Bounding-box records
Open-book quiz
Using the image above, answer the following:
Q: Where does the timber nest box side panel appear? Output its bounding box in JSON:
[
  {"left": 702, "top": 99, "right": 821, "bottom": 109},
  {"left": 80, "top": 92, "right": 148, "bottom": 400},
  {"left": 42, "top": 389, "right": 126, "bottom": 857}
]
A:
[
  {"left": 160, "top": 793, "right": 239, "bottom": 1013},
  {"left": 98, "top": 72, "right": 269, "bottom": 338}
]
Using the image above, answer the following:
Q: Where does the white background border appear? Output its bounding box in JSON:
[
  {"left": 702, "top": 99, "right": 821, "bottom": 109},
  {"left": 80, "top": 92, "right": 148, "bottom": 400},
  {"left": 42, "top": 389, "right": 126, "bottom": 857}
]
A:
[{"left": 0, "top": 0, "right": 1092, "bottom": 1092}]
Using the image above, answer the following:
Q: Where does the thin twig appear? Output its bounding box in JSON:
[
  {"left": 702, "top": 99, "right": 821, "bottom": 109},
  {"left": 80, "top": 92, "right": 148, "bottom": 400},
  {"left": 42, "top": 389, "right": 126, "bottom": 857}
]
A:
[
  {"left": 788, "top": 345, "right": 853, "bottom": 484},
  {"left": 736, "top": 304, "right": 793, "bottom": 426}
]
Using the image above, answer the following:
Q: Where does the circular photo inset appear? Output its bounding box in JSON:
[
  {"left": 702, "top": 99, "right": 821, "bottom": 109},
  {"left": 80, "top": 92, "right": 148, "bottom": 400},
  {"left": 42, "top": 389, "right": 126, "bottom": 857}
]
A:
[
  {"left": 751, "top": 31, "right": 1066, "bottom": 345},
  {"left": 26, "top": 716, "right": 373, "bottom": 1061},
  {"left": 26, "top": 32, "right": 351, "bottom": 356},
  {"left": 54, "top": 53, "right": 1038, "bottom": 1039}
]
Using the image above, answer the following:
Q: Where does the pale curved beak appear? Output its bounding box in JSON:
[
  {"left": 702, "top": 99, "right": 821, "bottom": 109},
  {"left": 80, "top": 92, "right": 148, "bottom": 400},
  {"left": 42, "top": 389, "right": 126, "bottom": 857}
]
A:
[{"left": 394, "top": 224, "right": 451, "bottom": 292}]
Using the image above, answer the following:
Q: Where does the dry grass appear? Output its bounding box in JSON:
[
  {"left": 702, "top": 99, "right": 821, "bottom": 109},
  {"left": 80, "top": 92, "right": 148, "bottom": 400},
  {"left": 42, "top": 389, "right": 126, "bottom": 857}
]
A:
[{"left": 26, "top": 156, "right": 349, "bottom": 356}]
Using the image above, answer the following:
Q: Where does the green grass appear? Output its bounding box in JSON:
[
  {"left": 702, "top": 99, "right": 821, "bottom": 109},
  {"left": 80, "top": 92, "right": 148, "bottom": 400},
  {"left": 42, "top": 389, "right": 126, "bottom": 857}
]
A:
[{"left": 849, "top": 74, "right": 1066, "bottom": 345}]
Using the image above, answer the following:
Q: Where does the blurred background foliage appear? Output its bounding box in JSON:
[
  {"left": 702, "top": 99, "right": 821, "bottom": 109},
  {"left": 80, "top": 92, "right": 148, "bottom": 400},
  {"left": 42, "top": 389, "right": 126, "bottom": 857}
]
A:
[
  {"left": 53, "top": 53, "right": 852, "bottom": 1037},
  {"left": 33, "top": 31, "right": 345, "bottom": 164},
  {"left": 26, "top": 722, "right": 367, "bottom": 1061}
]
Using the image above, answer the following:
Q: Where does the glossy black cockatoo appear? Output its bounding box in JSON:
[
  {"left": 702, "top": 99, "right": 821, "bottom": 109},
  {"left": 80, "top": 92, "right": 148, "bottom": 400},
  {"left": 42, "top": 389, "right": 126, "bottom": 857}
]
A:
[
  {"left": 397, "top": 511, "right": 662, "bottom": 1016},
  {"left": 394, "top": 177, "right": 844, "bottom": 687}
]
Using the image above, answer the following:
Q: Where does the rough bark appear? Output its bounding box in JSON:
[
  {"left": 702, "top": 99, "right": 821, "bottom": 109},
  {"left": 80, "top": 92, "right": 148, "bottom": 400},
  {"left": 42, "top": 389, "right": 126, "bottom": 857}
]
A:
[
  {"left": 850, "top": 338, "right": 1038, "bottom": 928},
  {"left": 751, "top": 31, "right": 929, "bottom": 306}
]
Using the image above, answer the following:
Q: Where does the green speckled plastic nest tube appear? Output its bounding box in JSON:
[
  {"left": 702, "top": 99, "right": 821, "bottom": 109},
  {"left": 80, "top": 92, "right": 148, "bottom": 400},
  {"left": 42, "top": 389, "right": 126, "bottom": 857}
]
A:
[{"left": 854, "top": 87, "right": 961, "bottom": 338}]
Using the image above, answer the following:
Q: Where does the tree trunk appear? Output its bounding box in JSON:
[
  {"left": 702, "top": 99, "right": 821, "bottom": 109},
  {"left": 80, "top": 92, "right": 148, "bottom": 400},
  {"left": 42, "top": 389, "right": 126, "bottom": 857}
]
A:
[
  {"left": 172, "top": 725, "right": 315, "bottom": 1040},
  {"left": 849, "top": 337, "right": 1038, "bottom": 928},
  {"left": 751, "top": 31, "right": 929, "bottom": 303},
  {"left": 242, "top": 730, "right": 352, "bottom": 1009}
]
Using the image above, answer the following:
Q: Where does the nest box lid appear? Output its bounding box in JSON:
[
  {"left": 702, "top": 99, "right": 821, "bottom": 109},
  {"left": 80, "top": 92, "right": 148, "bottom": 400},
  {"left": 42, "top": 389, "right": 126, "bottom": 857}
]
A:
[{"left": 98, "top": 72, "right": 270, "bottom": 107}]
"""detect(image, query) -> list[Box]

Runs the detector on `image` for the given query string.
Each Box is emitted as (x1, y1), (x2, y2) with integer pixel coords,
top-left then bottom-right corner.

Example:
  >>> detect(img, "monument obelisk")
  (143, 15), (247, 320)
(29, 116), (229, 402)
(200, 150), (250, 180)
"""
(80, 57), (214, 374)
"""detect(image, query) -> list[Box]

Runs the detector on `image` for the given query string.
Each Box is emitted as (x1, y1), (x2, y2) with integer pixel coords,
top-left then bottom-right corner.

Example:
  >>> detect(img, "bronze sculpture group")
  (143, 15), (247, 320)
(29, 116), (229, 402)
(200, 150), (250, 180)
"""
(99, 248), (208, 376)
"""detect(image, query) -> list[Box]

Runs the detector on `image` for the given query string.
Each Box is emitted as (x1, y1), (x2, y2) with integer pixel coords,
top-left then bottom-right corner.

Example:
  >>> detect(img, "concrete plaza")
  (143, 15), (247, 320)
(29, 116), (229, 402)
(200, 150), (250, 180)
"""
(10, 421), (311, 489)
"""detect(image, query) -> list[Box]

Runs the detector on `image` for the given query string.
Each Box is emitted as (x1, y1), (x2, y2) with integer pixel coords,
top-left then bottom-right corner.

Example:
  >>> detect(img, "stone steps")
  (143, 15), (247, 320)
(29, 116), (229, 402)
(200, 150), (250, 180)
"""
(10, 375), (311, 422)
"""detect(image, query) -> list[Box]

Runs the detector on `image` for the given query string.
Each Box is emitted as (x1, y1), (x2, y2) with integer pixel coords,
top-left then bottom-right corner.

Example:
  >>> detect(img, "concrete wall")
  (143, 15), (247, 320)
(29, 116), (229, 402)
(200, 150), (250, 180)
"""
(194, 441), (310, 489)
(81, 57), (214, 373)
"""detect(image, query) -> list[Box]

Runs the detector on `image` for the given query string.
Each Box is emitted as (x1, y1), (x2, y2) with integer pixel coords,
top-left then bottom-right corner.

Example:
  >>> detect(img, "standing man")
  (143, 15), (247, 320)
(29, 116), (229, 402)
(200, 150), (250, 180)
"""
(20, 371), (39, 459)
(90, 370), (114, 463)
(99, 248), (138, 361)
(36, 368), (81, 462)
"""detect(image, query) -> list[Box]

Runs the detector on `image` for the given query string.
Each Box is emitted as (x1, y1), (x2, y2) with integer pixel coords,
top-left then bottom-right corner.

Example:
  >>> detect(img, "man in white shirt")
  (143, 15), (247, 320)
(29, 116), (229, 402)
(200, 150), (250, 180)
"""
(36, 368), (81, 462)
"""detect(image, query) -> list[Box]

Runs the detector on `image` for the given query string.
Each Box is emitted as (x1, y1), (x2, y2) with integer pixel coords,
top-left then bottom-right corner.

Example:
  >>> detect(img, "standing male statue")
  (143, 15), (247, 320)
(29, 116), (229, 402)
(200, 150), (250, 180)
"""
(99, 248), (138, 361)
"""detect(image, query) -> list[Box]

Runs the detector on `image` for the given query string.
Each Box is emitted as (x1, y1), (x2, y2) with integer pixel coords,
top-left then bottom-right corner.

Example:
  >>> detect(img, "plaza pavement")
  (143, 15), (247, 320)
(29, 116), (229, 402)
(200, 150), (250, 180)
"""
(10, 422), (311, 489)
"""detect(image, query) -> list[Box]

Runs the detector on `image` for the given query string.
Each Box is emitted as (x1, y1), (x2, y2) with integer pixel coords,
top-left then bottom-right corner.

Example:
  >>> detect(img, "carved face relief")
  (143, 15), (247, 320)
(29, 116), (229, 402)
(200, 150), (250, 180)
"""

_Description of the task_
Show each line of the data above that contains the word "nest".

_The response_
Q: Where does the timber nest box side panel appear? Output its bounding box in JSON:
Q: Where does the green speckled plastic nest tube appear? Output its bounding box in JSON:
Q: Where does the nest box lid appear? Output its bounding box in JSON:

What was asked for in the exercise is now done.